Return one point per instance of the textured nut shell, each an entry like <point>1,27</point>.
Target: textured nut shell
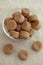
<point>25,12</point>
<point>14,34</point>
<point>35,24</point>
<point>10,24</point>
<point>33,17</point>
<point>31,32</point>
<point>23,55</point>
<point>24,35</point>
<point>18,17</point>
<point>26,26</point>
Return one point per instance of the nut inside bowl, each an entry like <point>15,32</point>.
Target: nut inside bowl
<point>7,15</point>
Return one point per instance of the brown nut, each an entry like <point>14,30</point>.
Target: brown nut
<point>24,35</point>
<point>35,24</point>
<point>10,24</point>
<point>7,20</point>
<point>26,26</point>
<point>32,18</point>
<point>18,17</point>
<point>23,55</point>
<point>37,45</point>
<point>8,48</point>
<point>18,28</point>
<point>14,34</point>
<point>25,12</point>
<point>31,32</point>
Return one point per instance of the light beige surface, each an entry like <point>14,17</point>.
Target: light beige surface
<point>36,58</point>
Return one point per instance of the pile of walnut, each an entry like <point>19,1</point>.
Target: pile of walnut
<point>22,24</point>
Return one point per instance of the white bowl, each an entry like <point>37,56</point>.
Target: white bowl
<point>9,13</point>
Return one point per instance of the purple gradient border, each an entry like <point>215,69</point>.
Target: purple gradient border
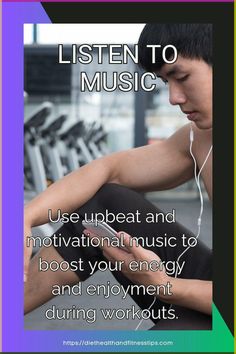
<point>15,338</point>
<point>121,1</point>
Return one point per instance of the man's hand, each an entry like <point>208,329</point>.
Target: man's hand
<point>136,253</point>
<point>27,250</point>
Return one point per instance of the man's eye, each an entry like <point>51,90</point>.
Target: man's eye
<point>183,78</point>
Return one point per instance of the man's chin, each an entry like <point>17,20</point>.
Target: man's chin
<point>203,125</point>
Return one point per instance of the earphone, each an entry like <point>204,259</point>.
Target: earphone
<point>199,220</point>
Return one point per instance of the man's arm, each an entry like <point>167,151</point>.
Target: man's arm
<point>192,293</point>
<point>159,166</point>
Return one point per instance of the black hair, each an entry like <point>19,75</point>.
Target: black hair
<point>192,41</point>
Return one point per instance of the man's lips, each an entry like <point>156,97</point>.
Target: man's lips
<point>191,115</point>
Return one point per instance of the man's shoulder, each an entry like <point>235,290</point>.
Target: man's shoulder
<point>180,139</point>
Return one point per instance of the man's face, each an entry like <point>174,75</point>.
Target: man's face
<point>190,87</point>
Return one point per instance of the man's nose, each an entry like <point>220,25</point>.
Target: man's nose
<point>176,95</point>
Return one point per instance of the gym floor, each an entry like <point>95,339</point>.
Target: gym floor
<point>187,211</point>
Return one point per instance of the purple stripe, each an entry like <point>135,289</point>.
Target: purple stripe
<point>14,15</point>
<point>163,1</point>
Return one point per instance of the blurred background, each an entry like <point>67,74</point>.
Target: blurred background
<point>66,128</point>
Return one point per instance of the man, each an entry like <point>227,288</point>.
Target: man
<point>109,183</point>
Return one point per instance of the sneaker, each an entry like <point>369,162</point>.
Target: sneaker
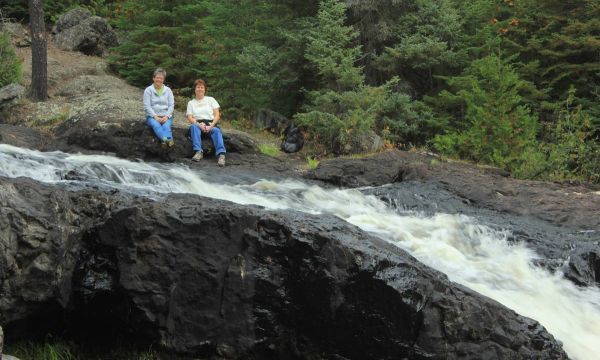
<point>197,156</point>
<point>221,161</point>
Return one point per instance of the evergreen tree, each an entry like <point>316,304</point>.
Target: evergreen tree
<point>497,128</point>
<point>332,48</point>
<point>10,65</point>
<point>425,41</point>
<point>39,63</point>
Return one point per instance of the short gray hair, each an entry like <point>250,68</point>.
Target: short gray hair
<point>160,71</point>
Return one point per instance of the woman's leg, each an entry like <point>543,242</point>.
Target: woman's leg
<point>156,127</point>
<point>196,137</point>
<point>166,126</point>
<point>218,142</point>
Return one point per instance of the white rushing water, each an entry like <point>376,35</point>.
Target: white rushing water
<point>469,253</point>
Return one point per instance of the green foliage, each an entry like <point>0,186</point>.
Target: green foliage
<point>425,40</point>
<point>574,149</point>
<point>47,351</point>
<point>65,350</point>
<point>330,48</point>
<point>10,64</point>
<point>245,50</point>
<point>402,121</point>
<point>497,127</point>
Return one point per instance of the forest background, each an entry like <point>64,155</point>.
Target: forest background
<point>509,83</point>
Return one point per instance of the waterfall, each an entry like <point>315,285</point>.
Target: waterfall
<point>470,253</point>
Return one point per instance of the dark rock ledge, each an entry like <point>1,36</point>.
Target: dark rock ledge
<point>212,279</point>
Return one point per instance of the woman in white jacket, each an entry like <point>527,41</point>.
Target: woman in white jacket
<point>159,104</point>
<point>204,115</point>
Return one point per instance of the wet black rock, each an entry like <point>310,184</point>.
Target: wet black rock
<point>208,278</point>
<point>380,169</point>
<point>133,139</point>
<point>583,267</point>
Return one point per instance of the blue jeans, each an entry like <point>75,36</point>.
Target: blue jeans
<point>215,134</point>
<point>162,131</point>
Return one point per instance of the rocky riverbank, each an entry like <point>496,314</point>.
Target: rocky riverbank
<point>206,278</point>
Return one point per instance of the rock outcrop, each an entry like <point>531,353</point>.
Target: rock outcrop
<point>79,31</point>
<point>383,168</point>
<point>208,278</point>
<point>11,93</point>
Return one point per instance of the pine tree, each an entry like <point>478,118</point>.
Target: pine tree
<point>39,66</point>
<point>497,127</point>
<point>332,48</point>
<point>10,65</point>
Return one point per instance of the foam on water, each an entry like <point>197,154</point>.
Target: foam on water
<point>469,253</point>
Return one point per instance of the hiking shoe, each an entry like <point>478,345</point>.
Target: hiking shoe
<point>221,161</point>
<point>197,156</point>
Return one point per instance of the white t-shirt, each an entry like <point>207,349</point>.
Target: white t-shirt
<point>202,109</point>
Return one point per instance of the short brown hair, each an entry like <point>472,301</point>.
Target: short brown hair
<point>199,82</point>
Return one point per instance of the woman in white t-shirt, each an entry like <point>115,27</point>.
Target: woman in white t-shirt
<point>203,115</point>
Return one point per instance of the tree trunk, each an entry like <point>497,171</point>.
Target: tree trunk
<point>39,63</point>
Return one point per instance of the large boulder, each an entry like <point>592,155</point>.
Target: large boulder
<point>380,169</point>
<point>208,278</point>
<point>10,94</point>
<point>71,19</point>
<point>133,139</point>
<point>91,35</point>
<point>23,137</point>
<point>270,120</point>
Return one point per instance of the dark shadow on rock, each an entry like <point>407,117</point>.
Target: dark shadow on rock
<point>380,169</point>
<point>208,278</point>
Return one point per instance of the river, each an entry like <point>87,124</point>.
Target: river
<point>463,247</point>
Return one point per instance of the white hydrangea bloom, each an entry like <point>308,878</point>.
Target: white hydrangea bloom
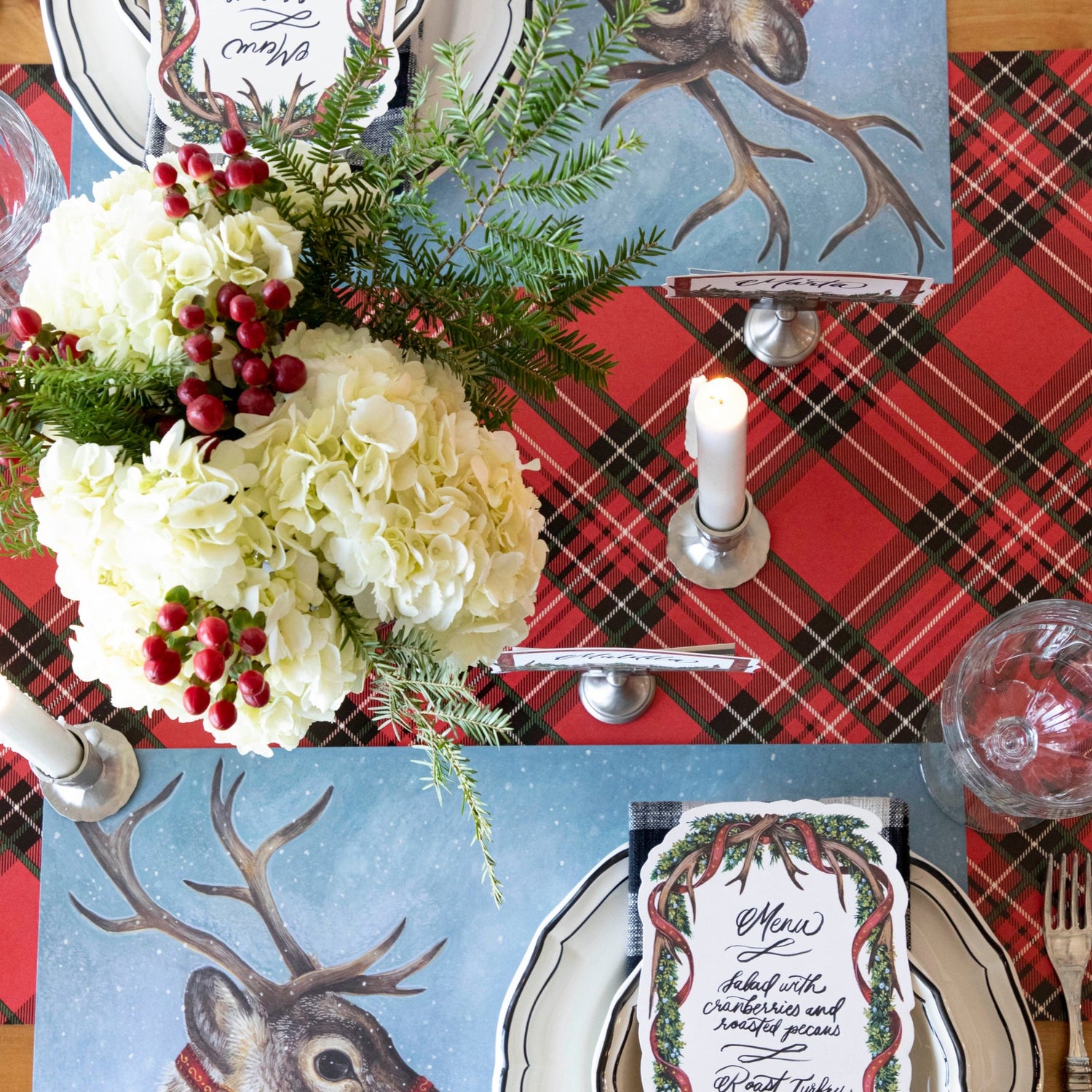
<point>379,465</point>
<point>377,473</point>
<point>116,270</point>
<point>124,534</point>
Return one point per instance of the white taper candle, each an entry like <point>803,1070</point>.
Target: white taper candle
<point>28,729</point>
<point>720,419</point>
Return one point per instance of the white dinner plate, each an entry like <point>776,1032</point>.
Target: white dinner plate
<point>936,1057</point>
<point>566,1004</point>
<point>103,72</point>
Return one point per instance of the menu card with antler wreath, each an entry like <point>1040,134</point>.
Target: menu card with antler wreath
<point>775,954</point>
<point>220,63</point>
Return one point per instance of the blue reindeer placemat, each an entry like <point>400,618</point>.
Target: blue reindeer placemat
<point>270,958</point>
<point>797,135</point>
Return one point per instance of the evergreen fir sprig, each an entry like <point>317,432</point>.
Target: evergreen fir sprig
<point>491,294</point>
<point>82,400</point>
<point>427,699</point>
<point>92,402</point>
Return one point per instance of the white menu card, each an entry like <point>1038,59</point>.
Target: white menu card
<point>775,954</point>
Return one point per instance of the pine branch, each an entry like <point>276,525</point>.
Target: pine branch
<point>422,696</point>
<point>447,761</point>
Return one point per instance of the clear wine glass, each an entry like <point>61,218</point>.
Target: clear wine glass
<point>1011,740</point>
<point>31,187</point>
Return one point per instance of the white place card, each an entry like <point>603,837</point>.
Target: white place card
<point>622,660</point>
<point>821,285</point>
<point>775,954</point>
<point>218,65</point>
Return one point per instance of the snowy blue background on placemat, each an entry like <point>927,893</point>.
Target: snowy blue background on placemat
<point>865,57</point>
<point>111,1007</point>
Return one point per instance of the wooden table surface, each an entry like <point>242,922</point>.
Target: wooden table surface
<point>972,24</point>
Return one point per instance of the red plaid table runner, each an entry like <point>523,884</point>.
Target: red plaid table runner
<point>923,473</point>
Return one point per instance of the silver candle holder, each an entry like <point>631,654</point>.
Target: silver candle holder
<point>104,781</point>
<point>712,558</point>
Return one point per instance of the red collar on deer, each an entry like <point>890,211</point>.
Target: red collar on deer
<point>194,1074</point>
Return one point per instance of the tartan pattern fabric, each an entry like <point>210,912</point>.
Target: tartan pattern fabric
<point>923,473</point>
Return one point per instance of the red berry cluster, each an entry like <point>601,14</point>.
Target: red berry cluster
<point>26,325</point>
<point>216,650</point>
<point>240,173</point>
<point>253,325</point>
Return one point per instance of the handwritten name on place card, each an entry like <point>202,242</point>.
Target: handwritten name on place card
<point>825,286</point>
<point>222,63</point>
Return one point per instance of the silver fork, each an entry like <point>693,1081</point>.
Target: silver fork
<point>1068,946</point>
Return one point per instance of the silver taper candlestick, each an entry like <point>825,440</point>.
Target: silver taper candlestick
<point>718,558</point>
<point>103,783</point>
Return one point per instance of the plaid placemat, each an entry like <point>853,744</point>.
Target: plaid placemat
<point>651,821</point>
<point>923,473</point>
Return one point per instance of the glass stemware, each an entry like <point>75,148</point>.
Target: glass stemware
<point>31,187</point>
<point>1011,740</point>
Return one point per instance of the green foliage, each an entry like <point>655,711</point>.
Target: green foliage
<point>87,402</point>
<point>670,1040</point>
<point>495,294</point>
<point>419,695</point>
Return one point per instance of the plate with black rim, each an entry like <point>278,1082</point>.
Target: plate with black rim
<point>567,1018</point>
<point>103,72</point>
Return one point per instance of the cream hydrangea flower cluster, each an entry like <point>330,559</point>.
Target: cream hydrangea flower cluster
<point>126,533</point>
<point>117,270</point>
<point>379,467</point>
<point>376,475</point>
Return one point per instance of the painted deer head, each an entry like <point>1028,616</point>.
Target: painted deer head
<point>764,45</point>
<point>247,1032</point>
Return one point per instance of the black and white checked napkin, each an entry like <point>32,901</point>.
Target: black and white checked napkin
<point>650,821</point>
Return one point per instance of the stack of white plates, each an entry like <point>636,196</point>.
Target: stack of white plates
<point>103,70</point>
<point>569,1020</point>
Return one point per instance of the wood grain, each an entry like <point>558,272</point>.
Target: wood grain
<point>22,41</point>
<point>17,1045</point>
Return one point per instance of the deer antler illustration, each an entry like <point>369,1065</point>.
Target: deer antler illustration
<point>746,39</point>
<point>113,852</point>
<point>218,107</point>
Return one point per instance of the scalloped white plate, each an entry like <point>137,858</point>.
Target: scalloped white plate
<point>572,984</point>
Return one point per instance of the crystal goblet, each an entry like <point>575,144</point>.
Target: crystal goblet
<point>1011,740</point>
<point>31,187</point>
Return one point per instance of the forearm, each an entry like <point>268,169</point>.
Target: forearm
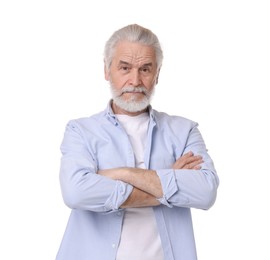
<point>139,198</point>
<point>142,179</point>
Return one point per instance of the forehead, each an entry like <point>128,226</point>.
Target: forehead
<point>134,53</point>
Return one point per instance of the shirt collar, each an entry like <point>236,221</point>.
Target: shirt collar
<point>112,117</point>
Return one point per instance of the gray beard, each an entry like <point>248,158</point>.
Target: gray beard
<point>131,105</point>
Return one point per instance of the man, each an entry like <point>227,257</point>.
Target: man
<point>130,173</point>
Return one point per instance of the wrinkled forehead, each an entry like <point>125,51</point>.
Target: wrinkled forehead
<point>134,53</point>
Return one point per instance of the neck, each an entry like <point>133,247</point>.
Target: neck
<point>117,110</point>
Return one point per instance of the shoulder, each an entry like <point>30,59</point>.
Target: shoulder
<point>84,123</point>
<point>164,119</point>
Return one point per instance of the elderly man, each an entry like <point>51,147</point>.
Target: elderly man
<point>131,174</point>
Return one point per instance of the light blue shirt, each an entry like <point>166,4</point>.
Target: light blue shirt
<point>99,142</point>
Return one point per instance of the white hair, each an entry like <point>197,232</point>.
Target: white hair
<point>133,33</point>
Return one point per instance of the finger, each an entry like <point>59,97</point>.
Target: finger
<point>195,165</point>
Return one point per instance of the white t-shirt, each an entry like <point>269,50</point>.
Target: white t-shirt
<point>140,239</point>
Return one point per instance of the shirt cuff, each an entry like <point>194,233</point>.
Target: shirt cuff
<point>169,186</point>
<point>119,196</point>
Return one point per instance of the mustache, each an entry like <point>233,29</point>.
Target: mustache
<point>139,89</point>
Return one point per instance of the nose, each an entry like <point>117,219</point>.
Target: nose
<point>134,78</point>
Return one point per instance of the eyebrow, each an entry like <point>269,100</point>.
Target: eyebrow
<point>150,64</point>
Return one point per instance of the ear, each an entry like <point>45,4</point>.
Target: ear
<point>106,72</point>
<point>157,76</point>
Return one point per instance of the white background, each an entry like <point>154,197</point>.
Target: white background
<point>215,71</point>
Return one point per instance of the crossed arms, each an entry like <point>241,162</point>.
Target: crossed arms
<point>147,186</point>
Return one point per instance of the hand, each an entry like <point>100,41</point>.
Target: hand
<point>188,161</point>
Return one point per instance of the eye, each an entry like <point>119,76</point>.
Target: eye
<point>125,68</point>
<point>145,70</point>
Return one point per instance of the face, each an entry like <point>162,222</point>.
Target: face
<point>133,75</point>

**ASSIGNED TASK:**
What's needed is an exact copy of the records above from the line containing "Target: forearm" down to the line containing "Return one point per instance of the shirt cuff, each", both included, without any pictures.

**EXERCISE SOLUTION:**
Target: forearm
<point>139,198</point>
<point>142,179</point>
Return one point per instance of the forehead, each an entry like <point>128,226</point>.
Target: forehead
<point>134,53</point>
Return one point per instance of the shirt collar, each an entry like <point>236,221</point>.
Target: shirt collar
<point>112,117</point>
Return one point per instance of the gray beard, each an entry like <point>248,158</point>.
Target: gray beard
<point>131,105</point>
Return one point per instance of the man, each an entry like <point>227,257</point>.
Target: man
<point>130,173</point>
Return one point per instance of the wrinkled forehead, each an entry like <point>125,51</point>.
Target: wrinkled forehead
<point>134,53</point>
Return one point per instance of the neck, each an entry like <point>133,247</point>.
Target: neck
<point>117,110</point>
Return one point per instance of the shoulder, each an entry like <point>30,59</point>.
Target: shoulder
<point>84,123</point>
<point>164,119</point>
Return one point per instance of the elderly man, each an entry like <point>51,147</point>.
Target: elderly man
<point>131,174</point>
Return one point per instance of the light blue shirt, each an entry like <point>166,4</point>.
Target: light blue shirt
<point>99,142</point>
Return one point per instance of the white hair, each an entry like <point>197,232</point>.
Target: white hair
<point>133,33</point>
Return one point per instance of the finger, each an entry like <point>59,97</point>.
Target: finger
<point>195,165</point>
Return one point per instance of the white t-shirt, each an entry like <point>269,50</point>.
Target: white t-shirt
<point>140,239</point>
Return one point per instance of the shirt cuff, each an entry like <point>194,233</point>.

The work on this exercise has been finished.